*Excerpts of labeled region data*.
━━━━━━━━━━━━━━━━━━━━━━━━━━━━━━
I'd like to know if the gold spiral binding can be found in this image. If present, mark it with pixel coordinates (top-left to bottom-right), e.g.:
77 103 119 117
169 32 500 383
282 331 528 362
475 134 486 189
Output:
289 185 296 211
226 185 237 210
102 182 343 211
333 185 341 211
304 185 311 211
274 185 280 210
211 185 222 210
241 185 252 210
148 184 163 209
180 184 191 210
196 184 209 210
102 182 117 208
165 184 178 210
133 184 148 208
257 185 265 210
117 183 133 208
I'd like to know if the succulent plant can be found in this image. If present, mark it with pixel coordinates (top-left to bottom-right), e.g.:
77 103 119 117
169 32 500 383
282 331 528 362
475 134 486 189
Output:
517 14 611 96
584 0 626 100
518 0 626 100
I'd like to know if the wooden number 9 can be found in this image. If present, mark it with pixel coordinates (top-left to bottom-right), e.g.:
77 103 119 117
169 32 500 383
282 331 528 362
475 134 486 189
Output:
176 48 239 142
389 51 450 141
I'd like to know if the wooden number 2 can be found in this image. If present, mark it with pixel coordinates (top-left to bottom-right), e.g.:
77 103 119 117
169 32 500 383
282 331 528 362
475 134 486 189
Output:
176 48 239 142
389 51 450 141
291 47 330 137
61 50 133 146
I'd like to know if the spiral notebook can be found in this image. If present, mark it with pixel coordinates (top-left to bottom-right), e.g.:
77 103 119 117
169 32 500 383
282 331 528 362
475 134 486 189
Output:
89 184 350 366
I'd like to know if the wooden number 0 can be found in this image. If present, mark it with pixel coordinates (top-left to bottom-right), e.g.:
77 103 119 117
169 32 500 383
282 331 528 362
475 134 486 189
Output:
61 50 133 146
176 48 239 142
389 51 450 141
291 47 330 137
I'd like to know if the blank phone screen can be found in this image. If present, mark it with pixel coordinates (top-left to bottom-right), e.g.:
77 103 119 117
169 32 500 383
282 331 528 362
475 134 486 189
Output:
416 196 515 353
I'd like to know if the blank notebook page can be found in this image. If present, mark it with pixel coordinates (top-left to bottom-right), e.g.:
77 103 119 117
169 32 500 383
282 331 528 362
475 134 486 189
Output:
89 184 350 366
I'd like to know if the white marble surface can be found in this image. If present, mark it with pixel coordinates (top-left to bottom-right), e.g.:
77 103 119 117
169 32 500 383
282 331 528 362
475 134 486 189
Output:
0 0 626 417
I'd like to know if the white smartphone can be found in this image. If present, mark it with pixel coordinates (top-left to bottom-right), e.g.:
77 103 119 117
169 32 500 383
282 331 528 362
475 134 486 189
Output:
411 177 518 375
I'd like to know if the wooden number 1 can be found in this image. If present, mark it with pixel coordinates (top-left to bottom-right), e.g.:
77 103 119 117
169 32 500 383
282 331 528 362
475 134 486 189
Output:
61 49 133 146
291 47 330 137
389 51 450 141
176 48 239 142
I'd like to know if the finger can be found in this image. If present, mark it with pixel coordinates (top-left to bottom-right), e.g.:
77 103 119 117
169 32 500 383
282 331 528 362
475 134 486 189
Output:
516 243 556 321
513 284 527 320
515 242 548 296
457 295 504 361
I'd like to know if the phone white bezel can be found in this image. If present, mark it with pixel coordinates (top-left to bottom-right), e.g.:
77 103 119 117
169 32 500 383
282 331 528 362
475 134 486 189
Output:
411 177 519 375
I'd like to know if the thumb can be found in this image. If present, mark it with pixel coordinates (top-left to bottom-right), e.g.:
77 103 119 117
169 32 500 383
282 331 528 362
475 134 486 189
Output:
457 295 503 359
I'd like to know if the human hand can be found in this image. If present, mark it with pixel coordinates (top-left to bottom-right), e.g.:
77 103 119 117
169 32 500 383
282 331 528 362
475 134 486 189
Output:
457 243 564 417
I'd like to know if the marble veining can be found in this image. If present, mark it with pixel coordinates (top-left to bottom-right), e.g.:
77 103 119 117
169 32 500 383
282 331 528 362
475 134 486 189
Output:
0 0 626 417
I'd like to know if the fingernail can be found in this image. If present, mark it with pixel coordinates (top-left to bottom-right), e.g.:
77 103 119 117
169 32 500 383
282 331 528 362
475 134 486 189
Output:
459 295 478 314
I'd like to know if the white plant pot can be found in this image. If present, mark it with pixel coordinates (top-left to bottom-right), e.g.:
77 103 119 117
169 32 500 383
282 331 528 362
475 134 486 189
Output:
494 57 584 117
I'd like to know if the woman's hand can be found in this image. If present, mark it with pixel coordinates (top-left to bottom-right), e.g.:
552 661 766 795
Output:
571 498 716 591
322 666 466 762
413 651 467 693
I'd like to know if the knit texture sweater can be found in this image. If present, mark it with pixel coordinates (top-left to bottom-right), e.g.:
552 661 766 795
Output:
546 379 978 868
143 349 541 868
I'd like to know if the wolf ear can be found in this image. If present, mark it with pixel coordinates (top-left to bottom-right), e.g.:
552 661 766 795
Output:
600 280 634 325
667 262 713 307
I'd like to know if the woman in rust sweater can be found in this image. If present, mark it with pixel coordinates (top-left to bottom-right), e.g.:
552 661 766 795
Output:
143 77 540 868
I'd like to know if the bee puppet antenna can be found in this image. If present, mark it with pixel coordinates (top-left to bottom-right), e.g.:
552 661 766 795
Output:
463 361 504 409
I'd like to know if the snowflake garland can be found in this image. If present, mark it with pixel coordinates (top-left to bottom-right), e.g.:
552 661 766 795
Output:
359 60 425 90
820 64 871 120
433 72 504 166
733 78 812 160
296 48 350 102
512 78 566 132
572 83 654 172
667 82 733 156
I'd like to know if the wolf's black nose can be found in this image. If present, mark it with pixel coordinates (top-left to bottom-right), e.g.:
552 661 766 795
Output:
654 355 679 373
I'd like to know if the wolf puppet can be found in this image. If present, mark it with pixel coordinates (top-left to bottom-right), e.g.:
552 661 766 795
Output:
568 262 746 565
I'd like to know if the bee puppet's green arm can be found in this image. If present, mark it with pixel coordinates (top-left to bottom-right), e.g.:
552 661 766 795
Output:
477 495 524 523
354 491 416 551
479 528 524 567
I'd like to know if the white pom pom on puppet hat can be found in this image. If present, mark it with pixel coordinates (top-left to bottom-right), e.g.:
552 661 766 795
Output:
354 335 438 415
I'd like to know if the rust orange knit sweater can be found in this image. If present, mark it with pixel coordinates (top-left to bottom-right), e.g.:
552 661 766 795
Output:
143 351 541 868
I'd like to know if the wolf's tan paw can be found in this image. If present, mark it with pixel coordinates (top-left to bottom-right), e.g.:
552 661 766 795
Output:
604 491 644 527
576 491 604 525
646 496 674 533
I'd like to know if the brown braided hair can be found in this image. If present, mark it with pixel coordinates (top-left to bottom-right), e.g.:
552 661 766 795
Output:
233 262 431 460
━━━━━━━━━━━━━━━━━━━━━━━━━━━━━━
*Request*.
Please retype all of the rows above with no changes at all.

*Result of the task*.
I'd like to know if the gold spiral binding can be found in this image. If present, mark it with pixel coordinates (top-left to bottom-right), e.g.:
77 103 119 117
169 32 500 383
282 331 528 362
475 134 486 189
Output:
289 185 296 211
226 185 237 210
102 182 343 211
333 185 341 211
304 185 311 211
274 185 280 210
211 185 222 210
241 185 252 210
148 184 163 209
180 184 191 210
196 184 209 210
102 182 117 208
165 184 178 210
133 184 148 208
257 185 265 210
117 183 133 208
I'd like to know if the succulent plant can be found in this image. If present, mark it with pixel coordinates (top-left to bottom-right), e.g.:
77 103 119 117
169 32 500 383
282 331 528 362
475 134 486 189
Output:
517 14 611 96
584 0 626 100
518 0 626 100
I'd like to know if the wooden number 9 can be found in this image. If present, mark it with pixel coordinates (top-left to bottom-right), e.g.:
77 103 119 117
169 32 500 383
282 331 528 362
475 134 486 189
Output:
176 48 239 142
389 51 450 141
I'd like to know if the wooden number 2 can be found in this image. If present, mark it with pixel coordinates (top-left to bottom-right), e.g.:
77 103 119 117
169 32 500 383
282 331 528 362
475 134 486 189
Output:
176 48 239 142
389 51 450 141
291 47 330 137
61 50 133 146
I'd like to know if the spiral notebook can be found in this image. If present, mark it with pixel coordinates (top-left to bottom-right), e.g.:
77 103 119 117
169 32 500 383
282 331 528 362
475 134 486 189
Output:
89 184 350 366
I'd like to know if the wooden number 0 can be found in this image. If present, mark it with pixel coordinates (top-left to bottom-right), e.g.:
77 103 119 117
169 32 500 383
282 331 528 362
475 134 486 189
Output:
61 50 133 146
176 48 239 142
389 51 450 141
291 47 330 137
I'd like to know if the blank phone screen can be found in this image. If present, mark it with pixel coordinates (top-left to bottom-right), e.g.:
77 103 119 117
169 32 500 383
282 331 528 362
475 134 486 189
Output:
416 196 515 353
I'd like to know if the blank notebook page can be found in this image. If present, mark it with pixel coordinates (top-left to bottom-right), e.g.:
77 103 119 117
169 32 500 383
282 331 528 362
475 134 486 189
Output:
89 184 350 366
I'd like to know if the white marble surface can be found in this image. If present, mark it with pixel coordinates (top-left to bottom-right), e.g.:
77 103 119 117
169 32 500 383
282 331 528 362
475 134 486 189
Output:
0 0 626 417
I'd like to know if the white smartphone can be found in this image. If present, mark it with pixel coordinates (top-left to bottom-right), e.g.:
77 103 119 117
169 32 500 383
282 331 528 362
475 134 486 189
Output:
411 177 518 375
I'd like to know if the wooden number 1 can be found in this image. If present, mark it with pixel coordinates (top-left to bottom-right), e.g.:
77 103 119 117
169 32 500 383
282 331 528 362
475 134 486 189
Output:
61 49 133 146
291 47 330 137
389 51 450 141
176 48 239 142
I'd like to know if the finger can be found in this image. If present, mark it with pixel coordinates (top-left to bottom-right), e.g.:
77 103 119 117
169 32 500 383
282 331 528 362
475 134 486 189
Output:
516 243 556 321
513 284 527 320
515 242 548 296
457 295 504 361
I'd like to know if the phone white bezel can be found in this image. If present, mark it with pixel coordinates (top-left to bottom-right), e.g.:
77 103 119 117
169 32 500 383
282 331 528 362
475 134 486 189
Output:
411 177 519 375
I'd like to know if the thumb can be found in this image. If present, mark it with pixel coordinates (top-left to bottom-right), e.g.:
77 103 119 117
169 32 500 383
282 331 528 362
475 134 486 189
Output:
457 295 503 359
I'd like to know if the human hand can be found in this image. If present, mark it with pixel coordinates (top-left to bottom-right), e.g.:
77 103 119 117
169 32 500 383
282 331 528 362
475 134 486 189
Output:
457 243 564 417
I'd like to know if the marble veining can be found in this image. If present, mark it with pixel coordinates (top-left to bottom-right), e.g.:
77 103 119 117
169 32 500 383
282 331 528 362
475 134 486 189
Output:
0 0 626 417
I'd like to know if the fingernail can be found in this image. If present, mark it with pixel coordinates (top-left to bottom-right), e.g.:
77 103 119 117
169 32 500 383
282 331 528 362
475 134 486 189
Output:
459 295 478 314
I'd like to know if the white plant pot can be found in this image. If present, mark it with pixel coordinates (top-left to bottom-right), e.g.:
77 103 119 117
169 32 500 383
282 331 528 362
475 134 486 189
Output:
494 57 584 117
I'd like to know if the woman's hand can be found in this image. If present, mark it with pixel coordinates (top-left to bottom-right), e.g.:
552 661 766 795
Output:
571 498 716 591
322 666 466 762
413 651 467 693
I'd like to know if the knit texture sweater can be found in this image. If present, mark it with pixel coordinates (top-left to bottom-right), e.g.:
552 661 766 795
Output:
546 379 978 868
143 349 541 868
I'd like to know if the wolf ear can be found in this image. If present, mark it with pixel coordinates (top-left to bottom-right), e.g.:
552 661 766 795
Output:
600 280 634 325
667 262 713 307
I'd like to know if the woman in rust sweater can be found in this image. If present, mark it with pixel coordinates (top-left to bottom-right), e.g.:
552 661 766 795
Output:
143 77 540 868
I'd like to know if the bee puppet antenna can be found in this image. If present, mark it with pixel coordinates (top-left to bottom-right), e.g.:
552 661 766 795
Output:
463 361 504 409
I'd like to know if the snowflake garland can be found in this image. If present, mark it with pixel coordinates (top-left to bottom-right), e.g.:
552 661 766 795
Output:
359 60 425 90
820 64 871 120
433 72 504 166
733 78 812 160
296 48 350 102
512 78 566 132
572 83 654 172
667 82 733 156
I'd like to know if the wolf's black nose can be found in this image. If present, mark it with pixel coordinates (top-left to bottom-right), e.g.:
552 661 766 795
Output:
654 355 679 373
I'd like to know if the wolf puppet can be found in this image. If present, mark it with pixel coordinates (top-left to bottom-right), e.g.:
552 661 766 795
Output:
568 262 746 565
I'd like to know if the bee puppet's green arm can be found in this image. If present, mark it with pixel coordinates (top-left to bottom-right), e.g.:
552 661 766 795
Output:
477 495 524 523
354 491 416 551
479 528 524 567
I'd like to know if the white pom pom on puppet hat can be found in this image. If present, mark it with pixel coordinates (top-left to bottom-right), e.g.:
552 661 766 795
Output:
354 335 438 415
I'd like to know if the rust orange knit sweater can be found in this image. If present, mark it with pixel coordinates (top-left to bottom-right), e.g.:
552 661 766 795
Output:
143 351 541 868
I'd like to know if the wolf's tan paw can be found in this image. If present, mark it with pixel coordinates (top-left to bottom-right), e.g.:
552 661 766 795
Output:
604 491 644 527
576 491 604 525
646 496 674 533
I'd like to know if the brown braided hair can be found in this image. If present, mark it with pixel coordinates (top-left to bottom-right), e.g.:
552 661 766 795
Output:
233 262 431 460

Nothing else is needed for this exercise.